## [What to work on]
After reading the data, copy it out in full and exactly.

## [Dataset extract]
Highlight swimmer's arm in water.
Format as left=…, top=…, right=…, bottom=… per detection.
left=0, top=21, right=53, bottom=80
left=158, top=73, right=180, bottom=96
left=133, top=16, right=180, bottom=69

## [Answer area]
Highlight swimmer's arm in water.
Format as left=…, top=…, right=…, bottom=… per detection.
left=0, top=21, right=53, bottom=80
left=158, top=73, right=180, bottom=96
left=133, top=16, right=180, bottom=69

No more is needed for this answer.